§ **TO DO**
Copy word for word the lines in the entries below, from the line containing "Where can the savanna" up to and including the line containing "Target: leafy bush", and leave out everything else.

§ **EXTRACTED MATERIAL**
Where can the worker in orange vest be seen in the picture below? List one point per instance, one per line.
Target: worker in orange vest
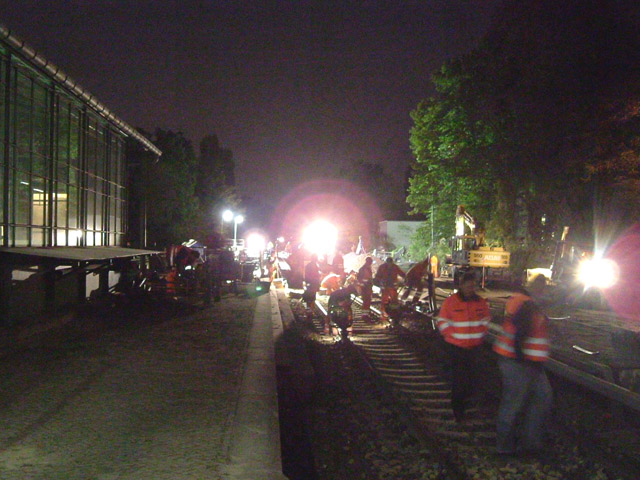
--
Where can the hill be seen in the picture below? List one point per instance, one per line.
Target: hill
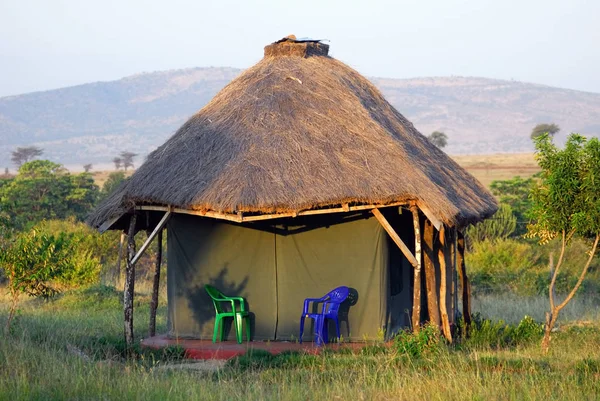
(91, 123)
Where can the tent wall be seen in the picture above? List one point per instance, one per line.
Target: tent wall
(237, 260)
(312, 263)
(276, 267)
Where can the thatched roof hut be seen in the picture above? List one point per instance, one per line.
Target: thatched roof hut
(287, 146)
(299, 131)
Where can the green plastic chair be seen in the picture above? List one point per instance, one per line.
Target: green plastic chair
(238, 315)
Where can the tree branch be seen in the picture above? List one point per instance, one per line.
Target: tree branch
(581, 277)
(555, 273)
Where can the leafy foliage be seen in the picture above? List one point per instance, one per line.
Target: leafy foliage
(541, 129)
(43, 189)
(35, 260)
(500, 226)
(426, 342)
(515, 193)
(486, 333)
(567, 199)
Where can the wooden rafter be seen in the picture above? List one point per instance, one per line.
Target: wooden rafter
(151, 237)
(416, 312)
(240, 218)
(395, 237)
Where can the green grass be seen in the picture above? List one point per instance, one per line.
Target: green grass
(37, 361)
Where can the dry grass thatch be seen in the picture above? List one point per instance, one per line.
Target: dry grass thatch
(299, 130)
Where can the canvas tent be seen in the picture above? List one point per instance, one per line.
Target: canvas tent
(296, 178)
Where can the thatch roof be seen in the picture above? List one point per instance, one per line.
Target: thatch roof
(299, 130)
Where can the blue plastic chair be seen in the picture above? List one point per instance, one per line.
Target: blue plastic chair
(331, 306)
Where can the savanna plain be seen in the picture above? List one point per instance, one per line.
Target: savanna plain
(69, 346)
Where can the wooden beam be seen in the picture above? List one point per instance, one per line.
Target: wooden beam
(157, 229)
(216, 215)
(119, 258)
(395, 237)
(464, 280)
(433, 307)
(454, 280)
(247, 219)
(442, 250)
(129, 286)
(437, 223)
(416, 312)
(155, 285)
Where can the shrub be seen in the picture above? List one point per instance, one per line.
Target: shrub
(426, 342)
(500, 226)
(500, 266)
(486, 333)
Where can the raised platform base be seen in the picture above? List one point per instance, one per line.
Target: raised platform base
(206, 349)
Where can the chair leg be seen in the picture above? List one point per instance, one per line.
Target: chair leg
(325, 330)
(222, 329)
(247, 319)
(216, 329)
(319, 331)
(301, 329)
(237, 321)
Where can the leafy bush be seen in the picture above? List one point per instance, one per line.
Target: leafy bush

§ **EXERCISE SOLUTION**
Where can the savanna plain be seen in the picture above? List one point per instance, one per line.
Target: savanna plain
(69, 346)
Where can the wooden beam be seen in the picture above? List one point per instance, one per line.
Target: wooden beam
(157, 229)
(216, 215)
(119, 258)
(395, 237)
(464, 280)
(433, 307)
(454, 280)
(247, 219)
(442, 250)
(129, 286)
(437, 223)
(416, 312)
(155, 285)
Where can the shrub be seen in the picture above? List one point per instance, one per line.
Target: shrub
(426, 342)
(500, 226)
(500, 266)
(486, 333)
Where can the raised platform base be seen in the picture above? List one point per instance, one per line.
Target: raised platform base
(206, 349)
Where can the chair leg be seen in the picture above? List one point per instance, one per line.
Target: chair leg
(325, 330)
(222, 329)
(247, 319)
(216, 329)
(319, 331)
(301, 329)
(237, 321)
Where can the leafy bush be seen in the picture above? List one point per instance, one per line.
Target: leafy bush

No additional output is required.